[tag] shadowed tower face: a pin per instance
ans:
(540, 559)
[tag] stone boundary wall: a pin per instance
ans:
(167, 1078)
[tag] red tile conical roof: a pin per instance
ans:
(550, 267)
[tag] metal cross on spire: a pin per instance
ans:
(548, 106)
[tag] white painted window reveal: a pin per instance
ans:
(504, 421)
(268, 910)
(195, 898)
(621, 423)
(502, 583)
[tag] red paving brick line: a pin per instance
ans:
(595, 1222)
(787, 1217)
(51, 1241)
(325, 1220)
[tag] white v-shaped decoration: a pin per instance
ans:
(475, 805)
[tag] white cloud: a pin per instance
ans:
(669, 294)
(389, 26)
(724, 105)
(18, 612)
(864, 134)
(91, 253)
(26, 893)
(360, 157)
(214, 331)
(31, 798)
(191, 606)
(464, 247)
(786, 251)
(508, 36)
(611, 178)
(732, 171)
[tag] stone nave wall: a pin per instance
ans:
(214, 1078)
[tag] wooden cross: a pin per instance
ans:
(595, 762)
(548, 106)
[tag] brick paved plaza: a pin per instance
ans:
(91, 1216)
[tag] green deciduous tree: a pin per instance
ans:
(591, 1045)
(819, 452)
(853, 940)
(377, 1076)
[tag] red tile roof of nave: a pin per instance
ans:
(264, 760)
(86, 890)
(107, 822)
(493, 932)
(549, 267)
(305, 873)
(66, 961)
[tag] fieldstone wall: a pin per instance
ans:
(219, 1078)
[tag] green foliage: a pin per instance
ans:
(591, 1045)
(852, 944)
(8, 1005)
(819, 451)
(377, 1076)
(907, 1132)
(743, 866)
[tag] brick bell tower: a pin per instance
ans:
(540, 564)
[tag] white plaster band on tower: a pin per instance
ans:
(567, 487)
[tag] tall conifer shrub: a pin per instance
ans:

━━━

→ Aim
Reproduce the lines of the material from the one containing "[tag] white plaster" through the end, substituting "evergreen" for "conifer" and leaving everything else unchanged.

→ Response to the task
[tag] white plaster band on tower: a pin per instance
ans:
(567, 487)
[tag] tall evergreen shrub: a pin per instance
ans:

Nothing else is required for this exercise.